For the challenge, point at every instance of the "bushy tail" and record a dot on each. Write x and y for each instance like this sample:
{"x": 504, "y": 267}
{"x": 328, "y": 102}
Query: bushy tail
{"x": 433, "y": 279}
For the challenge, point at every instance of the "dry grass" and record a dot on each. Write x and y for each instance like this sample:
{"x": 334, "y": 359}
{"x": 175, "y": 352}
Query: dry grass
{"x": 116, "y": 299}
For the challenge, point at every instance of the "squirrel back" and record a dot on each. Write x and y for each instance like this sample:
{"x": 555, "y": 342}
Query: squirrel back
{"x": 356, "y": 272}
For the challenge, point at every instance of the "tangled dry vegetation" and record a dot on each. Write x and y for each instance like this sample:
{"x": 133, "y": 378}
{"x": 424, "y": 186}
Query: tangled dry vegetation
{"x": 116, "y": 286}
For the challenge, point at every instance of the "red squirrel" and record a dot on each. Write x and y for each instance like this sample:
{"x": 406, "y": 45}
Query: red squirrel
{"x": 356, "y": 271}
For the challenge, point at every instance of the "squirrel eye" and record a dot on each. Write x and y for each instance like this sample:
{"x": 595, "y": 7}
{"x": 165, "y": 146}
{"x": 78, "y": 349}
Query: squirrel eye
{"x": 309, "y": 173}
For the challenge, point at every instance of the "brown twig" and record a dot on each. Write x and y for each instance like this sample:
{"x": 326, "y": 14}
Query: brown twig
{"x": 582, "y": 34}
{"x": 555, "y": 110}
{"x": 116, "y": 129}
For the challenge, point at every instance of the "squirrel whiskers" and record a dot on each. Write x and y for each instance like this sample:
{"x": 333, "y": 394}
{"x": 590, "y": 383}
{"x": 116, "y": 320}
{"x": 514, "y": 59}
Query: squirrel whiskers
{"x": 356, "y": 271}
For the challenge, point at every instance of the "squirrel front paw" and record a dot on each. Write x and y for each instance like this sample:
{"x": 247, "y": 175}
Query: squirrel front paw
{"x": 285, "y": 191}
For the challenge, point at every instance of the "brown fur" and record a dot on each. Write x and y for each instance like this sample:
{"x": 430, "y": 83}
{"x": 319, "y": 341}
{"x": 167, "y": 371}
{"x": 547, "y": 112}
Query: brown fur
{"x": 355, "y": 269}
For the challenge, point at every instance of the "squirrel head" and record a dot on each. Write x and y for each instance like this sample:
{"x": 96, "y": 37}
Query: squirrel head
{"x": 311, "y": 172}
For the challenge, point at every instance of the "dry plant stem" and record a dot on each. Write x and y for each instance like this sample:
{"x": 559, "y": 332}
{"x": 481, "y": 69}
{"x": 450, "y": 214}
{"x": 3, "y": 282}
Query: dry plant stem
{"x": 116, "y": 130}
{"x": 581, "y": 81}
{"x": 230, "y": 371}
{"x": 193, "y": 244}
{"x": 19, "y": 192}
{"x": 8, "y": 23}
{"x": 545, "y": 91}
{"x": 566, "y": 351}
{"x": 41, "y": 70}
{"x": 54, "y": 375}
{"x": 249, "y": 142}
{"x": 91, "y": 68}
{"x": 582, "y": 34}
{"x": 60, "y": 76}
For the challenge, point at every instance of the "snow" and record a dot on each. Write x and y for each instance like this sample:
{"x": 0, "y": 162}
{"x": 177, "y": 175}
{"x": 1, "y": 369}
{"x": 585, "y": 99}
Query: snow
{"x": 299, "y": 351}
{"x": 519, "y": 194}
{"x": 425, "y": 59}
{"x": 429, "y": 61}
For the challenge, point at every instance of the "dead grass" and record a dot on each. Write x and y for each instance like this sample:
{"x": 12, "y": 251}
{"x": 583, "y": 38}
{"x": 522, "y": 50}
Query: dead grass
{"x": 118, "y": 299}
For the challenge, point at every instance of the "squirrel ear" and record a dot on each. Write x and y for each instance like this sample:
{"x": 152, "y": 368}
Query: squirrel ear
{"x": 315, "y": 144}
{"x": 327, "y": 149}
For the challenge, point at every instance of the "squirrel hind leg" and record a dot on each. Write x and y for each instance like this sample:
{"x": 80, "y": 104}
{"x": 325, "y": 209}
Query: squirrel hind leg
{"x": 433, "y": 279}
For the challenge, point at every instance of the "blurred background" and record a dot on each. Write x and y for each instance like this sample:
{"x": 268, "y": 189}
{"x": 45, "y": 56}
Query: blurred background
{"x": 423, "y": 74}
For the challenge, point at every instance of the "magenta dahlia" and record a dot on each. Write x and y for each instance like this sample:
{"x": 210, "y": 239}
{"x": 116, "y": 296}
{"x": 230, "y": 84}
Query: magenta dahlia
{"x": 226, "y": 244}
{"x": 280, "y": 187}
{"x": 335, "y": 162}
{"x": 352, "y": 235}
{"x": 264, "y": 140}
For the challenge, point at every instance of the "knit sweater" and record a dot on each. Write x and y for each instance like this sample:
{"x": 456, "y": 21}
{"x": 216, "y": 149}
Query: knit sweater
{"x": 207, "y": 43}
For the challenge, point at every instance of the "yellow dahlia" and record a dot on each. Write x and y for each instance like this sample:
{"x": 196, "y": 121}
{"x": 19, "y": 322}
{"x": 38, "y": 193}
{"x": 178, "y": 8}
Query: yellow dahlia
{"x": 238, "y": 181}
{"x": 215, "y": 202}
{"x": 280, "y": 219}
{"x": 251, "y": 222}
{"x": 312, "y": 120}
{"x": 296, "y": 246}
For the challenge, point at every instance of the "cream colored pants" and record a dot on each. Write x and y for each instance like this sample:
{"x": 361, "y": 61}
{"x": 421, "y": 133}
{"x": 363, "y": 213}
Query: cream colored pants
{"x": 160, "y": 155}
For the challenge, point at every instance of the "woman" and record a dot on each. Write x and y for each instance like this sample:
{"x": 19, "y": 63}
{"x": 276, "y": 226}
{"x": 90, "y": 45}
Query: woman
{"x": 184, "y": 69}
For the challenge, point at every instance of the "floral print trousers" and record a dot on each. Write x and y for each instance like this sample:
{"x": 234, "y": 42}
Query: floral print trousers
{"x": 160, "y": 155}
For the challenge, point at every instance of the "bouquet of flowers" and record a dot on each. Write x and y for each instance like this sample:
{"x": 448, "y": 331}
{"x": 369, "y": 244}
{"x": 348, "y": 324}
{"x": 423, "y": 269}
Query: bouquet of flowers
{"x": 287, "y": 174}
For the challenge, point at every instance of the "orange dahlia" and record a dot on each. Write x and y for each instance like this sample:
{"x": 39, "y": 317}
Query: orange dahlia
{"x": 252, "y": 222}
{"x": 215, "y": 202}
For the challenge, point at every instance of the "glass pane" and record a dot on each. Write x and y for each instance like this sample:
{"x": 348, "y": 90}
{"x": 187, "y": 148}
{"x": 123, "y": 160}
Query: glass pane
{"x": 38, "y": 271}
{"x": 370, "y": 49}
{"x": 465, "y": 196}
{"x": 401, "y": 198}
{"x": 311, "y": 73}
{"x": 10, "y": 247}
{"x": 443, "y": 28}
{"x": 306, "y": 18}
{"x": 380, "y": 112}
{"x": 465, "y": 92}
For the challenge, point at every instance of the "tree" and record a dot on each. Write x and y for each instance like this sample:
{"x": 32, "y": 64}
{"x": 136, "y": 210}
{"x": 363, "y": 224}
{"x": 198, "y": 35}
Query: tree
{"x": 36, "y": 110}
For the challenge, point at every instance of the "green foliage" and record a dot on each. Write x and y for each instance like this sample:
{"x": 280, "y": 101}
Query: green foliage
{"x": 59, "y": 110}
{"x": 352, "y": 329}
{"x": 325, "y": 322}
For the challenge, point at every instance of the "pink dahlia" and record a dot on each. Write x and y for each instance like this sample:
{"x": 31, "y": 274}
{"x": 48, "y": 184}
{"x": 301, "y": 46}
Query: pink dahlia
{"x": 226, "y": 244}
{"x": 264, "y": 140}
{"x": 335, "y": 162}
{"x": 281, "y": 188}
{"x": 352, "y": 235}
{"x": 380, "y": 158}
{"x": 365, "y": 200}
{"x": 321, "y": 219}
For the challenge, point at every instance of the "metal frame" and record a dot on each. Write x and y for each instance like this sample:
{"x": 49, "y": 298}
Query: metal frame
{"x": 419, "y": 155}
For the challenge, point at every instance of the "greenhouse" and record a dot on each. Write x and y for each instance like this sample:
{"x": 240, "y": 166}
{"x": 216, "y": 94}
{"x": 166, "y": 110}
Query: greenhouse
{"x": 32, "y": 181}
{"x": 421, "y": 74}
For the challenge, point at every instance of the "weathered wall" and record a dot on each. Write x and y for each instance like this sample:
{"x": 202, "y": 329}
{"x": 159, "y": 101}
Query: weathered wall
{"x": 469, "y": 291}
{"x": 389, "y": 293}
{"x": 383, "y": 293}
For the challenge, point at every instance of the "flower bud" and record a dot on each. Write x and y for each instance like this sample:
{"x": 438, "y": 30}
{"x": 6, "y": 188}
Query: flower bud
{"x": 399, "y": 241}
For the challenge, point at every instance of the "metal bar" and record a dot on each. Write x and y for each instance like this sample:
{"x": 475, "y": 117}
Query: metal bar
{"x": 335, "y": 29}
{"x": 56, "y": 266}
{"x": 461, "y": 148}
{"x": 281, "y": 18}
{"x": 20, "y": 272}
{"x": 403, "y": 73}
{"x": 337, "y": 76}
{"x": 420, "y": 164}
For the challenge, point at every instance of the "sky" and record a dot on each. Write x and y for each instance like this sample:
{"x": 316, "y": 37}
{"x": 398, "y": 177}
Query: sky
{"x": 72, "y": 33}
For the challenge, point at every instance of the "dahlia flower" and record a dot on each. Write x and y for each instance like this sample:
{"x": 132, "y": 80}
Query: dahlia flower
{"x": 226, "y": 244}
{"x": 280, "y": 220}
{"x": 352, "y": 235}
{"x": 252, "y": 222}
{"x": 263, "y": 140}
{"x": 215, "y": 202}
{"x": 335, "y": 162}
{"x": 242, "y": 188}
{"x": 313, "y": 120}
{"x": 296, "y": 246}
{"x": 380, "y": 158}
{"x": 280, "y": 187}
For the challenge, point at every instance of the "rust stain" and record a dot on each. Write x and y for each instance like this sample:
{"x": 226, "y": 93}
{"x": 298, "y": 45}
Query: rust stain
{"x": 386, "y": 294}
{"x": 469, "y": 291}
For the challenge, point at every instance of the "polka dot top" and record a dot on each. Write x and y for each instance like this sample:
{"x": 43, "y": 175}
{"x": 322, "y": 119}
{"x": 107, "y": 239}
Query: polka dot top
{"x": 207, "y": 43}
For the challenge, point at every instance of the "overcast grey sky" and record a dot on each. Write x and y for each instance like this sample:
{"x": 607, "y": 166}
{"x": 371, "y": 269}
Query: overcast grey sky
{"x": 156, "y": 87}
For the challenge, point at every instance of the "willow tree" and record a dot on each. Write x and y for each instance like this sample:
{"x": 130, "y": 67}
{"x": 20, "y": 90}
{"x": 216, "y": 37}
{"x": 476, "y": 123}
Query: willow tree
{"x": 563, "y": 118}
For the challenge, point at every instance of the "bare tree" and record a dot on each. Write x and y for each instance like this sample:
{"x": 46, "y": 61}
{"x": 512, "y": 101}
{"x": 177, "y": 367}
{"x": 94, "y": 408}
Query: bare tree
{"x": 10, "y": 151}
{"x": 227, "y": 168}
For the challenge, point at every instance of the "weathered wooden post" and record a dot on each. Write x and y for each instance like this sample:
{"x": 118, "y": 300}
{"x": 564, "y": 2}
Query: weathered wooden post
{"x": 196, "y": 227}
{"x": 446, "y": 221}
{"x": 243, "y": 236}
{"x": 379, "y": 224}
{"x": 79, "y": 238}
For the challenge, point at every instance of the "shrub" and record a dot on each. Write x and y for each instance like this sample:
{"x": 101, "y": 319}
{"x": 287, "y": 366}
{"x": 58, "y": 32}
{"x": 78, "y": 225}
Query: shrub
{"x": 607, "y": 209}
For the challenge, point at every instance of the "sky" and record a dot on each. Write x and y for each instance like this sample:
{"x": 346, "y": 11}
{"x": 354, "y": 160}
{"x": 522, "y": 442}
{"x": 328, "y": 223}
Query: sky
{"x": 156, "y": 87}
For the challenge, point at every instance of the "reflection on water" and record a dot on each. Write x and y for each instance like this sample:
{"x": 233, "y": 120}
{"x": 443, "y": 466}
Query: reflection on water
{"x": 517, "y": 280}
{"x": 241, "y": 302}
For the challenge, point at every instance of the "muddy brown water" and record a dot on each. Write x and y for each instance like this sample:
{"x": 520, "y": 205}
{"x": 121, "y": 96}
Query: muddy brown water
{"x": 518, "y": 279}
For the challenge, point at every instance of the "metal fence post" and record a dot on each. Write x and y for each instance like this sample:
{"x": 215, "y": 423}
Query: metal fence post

..........

● Instructions to follow
From the rows above, return each line in which the word "colored" appears, copied without alteration.

● Solved problem
For the challenge, point at every instance of the "cream colored pants" and record a dot on each. Write x and y for each instance like this sample:
Query: cream colored pants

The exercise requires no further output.